**Problem to solve:** Please copy out the entries exactly, everything from the line containing "Give the segmentation of every instance of the woman's" down to the line containing "136L308 126L303 122L296", with both of those lines included.
▬▬▬▬▬▬▬▬▬▬
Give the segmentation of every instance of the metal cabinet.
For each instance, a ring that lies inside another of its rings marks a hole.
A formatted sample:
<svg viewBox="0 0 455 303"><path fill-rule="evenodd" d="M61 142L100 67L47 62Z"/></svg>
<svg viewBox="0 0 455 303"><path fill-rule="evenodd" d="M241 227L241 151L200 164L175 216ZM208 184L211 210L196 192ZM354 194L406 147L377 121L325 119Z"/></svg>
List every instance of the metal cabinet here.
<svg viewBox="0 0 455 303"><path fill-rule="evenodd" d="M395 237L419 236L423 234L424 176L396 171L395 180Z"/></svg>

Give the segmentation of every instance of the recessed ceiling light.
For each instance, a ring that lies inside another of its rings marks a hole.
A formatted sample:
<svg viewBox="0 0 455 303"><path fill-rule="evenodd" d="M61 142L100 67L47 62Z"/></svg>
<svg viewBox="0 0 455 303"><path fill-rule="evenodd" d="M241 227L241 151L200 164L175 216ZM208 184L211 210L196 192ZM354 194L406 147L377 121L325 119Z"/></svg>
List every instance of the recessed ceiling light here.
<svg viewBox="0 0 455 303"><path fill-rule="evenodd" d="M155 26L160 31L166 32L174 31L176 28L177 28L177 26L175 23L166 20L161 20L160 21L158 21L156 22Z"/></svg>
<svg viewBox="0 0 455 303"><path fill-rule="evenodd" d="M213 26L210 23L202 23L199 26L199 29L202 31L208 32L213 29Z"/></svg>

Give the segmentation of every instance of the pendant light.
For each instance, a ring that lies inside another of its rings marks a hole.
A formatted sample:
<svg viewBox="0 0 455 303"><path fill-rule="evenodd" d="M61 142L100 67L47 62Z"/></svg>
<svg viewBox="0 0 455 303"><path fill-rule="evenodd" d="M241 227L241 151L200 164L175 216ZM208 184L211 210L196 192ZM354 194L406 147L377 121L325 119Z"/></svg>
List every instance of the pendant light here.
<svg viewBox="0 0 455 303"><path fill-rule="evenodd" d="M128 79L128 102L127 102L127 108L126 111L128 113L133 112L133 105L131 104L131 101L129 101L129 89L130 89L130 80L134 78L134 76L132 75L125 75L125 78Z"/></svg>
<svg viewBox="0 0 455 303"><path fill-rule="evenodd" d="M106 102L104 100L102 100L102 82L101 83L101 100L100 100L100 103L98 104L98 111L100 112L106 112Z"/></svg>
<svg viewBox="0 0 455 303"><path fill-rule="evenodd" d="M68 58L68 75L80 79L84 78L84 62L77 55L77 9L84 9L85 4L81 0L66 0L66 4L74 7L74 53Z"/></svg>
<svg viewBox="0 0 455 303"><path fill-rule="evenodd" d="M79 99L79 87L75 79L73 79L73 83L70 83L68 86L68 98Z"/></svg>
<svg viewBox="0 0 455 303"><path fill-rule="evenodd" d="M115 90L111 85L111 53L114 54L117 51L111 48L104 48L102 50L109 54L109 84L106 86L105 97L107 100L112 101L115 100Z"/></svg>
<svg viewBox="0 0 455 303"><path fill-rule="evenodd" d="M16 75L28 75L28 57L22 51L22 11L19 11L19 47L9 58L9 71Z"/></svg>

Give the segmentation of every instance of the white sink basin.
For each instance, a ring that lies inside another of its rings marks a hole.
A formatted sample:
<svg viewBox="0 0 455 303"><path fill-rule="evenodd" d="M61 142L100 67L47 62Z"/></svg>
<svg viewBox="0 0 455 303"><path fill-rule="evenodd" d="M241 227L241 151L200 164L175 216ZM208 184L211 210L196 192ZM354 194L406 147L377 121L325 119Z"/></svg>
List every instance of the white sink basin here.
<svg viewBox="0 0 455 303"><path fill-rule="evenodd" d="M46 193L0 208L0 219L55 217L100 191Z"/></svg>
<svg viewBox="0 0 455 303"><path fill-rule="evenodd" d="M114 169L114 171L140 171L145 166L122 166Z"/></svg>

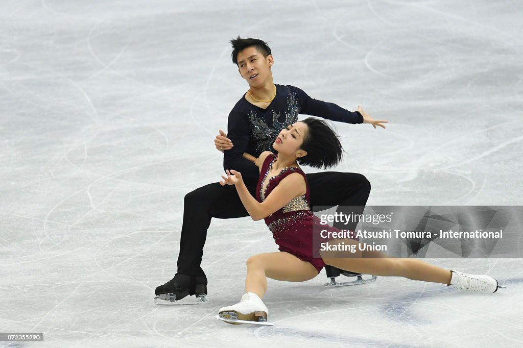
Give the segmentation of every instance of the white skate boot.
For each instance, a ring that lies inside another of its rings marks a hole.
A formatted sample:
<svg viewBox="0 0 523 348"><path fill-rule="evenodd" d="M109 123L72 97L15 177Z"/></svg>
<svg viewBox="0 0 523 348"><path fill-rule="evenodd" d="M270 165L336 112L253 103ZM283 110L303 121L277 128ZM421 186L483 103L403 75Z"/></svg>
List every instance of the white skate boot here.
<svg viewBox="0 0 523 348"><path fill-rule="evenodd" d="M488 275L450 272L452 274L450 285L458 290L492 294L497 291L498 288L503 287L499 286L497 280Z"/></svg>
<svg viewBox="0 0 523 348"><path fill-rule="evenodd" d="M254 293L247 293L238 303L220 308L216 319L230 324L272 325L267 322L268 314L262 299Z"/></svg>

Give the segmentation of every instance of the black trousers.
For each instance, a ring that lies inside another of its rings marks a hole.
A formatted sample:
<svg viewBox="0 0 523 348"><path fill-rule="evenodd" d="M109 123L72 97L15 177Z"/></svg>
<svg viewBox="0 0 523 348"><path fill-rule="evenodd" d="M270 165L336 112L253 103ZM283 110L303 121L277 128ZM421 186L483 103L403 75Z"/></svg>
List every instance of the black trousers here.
▬▬▬▬▬▬▬▬▬▬
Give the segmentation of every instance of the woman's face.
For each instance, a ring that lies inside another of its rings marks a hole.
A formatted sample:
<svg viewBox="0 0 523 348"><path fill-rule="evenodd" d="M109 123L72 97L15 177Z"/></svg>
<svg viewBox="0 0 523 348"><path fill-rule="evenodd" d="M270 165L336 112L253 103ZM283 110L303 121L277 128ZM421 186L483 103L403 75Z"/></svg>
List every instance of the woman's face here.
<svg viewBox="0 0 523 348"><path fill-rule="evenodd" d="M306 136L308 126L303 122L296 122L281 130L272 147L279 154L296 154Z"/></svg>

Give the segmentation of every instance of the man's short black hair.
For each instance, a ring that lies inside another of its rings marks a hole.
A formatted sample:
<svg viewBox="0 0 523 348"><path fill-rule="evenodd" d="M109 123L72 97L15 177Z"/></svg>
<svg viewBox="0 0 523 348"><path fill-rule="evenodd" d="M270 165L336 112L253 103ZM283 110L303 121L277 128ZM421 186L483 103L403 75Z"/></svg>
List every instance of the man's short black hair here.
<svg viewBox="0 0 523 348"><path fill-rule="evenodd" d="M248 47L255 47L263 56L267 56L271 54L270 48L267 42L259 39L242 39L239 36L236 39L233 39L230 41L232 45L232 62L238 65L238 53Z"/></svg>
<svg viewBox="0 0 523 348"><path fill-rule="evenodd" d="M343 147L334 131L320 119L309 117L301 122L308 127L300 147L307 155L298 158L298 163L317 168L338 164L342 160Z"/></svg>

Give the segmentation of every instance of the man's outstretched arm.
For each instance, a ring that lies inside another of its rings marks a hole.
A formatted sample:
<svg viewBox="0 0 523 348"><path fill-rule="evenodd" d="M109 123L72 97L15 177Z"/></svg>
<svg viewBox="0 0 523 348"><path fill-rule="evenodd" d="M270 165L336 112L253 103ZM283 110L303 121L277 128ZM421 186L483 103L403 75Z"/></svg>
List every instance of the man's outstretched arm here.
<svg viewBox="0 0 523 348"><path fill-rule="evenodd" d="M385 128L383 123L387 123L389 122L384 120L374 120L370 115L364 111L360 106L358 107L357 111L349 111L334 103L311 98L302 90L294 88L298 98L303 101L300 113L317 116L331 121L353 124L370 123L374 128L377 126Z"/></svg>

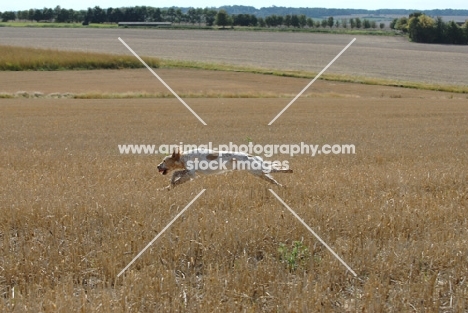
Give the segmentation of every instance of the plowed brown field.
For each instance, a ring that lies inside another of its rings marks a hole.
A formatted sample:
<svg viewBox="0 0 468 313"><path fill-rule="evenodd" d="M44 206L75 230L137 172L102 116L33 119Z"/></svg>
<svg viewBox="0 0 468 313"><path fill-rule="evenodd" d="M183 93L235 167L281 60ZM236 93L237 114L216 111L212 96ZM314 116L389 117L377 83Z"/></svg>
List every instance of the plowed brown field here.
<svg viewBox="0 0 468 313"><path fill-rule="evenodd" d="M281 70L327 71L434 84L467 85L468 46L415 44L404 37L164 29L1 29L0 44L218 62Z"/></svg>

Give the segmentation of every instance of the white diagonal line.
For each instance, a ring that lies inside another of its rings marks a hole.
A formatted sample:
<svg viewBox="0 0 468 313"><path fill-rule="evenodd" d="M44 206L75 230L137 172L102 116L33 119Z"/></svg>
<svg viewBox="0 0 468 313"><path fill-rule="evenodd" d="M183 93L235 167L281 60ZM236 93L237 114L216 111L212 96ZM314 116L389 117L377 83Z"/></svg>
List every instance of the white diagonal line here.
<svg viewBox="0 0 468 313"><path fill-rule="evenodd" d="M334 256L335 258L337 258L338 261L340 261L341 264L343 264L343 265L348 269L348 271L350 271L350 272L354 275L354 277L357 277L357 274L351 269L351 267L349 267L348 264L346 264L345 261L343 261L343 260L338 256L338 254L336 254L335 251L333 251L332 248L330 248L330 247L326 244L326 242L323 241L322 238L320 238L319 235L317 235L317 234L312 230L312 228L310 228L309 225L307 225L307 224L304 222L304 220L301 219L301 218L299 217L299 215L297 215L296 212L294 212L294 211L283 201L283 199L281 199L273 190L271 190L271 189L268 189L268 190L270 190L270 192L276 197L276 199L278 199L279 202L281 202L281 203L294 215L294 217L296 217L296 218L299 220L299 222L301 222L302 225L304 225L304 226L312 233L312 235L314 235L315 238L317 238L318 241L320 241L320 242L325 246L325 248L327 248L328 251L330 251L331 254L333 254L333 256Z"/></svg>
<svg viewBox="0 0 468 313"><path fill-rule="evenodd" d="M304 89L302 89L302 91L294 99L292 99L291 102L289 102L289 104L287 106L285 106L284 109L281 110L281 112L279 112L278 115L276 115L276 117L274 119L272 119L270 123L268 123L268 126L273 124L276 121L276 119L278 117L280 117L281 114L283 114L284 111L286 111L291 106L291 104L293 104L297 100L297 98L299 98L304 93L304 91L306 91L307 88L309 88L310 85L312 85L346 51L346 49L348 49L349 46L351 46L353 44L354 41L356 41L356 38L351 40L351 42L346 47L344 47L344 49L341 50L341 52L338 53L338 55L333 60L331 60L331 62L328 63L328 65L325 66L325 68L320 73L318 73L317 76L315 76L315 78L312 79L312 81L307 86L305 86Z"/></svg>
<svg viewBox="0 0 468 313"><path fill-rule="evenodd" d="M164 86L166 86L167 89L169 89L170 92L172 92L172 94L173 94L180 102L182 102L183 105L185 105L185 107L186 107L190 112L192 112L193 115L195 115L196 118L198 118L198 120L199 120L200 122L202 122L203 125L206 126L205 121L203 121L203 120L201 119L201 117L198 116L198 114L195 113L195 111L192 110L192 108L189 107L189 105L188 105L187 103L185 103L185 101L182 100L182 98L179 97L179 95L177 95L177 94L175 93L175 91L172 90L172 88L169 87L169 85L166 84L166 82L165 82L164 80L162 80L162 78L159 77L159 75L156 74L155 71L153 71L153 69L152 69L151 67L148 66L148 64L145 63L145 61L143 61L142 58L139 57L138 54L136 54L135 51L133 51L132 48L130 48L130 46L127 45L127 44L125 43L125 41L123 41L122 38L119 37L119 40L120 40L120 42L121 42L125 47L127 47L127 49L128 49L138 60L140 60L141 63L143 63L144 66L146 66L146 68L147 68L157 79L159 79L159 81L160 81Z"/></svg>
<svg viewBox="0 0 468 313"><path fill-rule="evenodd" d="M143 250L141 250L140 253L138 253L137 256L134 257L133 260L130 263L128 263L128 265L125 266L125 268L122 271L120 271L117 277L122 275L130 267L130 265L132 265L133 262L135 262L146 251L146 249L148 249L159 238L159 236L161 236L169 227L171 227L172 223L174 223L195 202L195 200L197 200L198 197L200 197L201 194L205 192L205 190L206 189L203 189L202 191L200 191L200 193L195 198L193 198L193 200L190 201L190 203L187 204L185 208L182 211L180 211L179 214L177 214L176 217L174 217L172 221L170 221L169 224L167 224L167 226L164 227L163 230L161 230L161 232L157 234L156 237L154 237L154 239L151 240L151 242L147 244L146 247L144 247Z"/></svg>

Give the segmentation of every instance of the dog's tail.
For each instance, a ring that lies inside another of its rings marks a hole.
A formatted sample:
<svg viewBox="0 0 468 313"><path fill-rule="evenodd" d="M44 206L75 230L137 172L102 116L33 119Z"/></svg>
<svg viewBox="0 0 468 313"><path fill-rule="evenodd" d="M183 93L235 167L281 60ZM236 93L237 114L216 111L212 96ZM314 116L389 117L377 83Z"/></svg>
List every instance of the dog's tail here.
▬▬▬▬▬▬▬▬▬▬
**Output for this task:**
Give the segmentation of every instance of the woman's face.
For each instance, a ring that lies inside another of its rings marks a hole.
A formatted sample:
<svg viewBox="0 0 523 348"><path fill-rule="evenodd" d="M109 123L72 97L15 177Z"/></svg>
<svg viewBox="0 0 523 348"><path fill-rule="evenodd" d="M270 165L336 112L253 103ZM283 110L303 121L277 128ZM421 186L483 103L403 75Z"/></svg>
List every instance of the woman's face here.
<svg viewBox="0 0 523 348"><path fill-rule="evenodd" d="M306 136L308 126L303 122L296 122L281 130L272 147L279 154L296 154Z"/></svg>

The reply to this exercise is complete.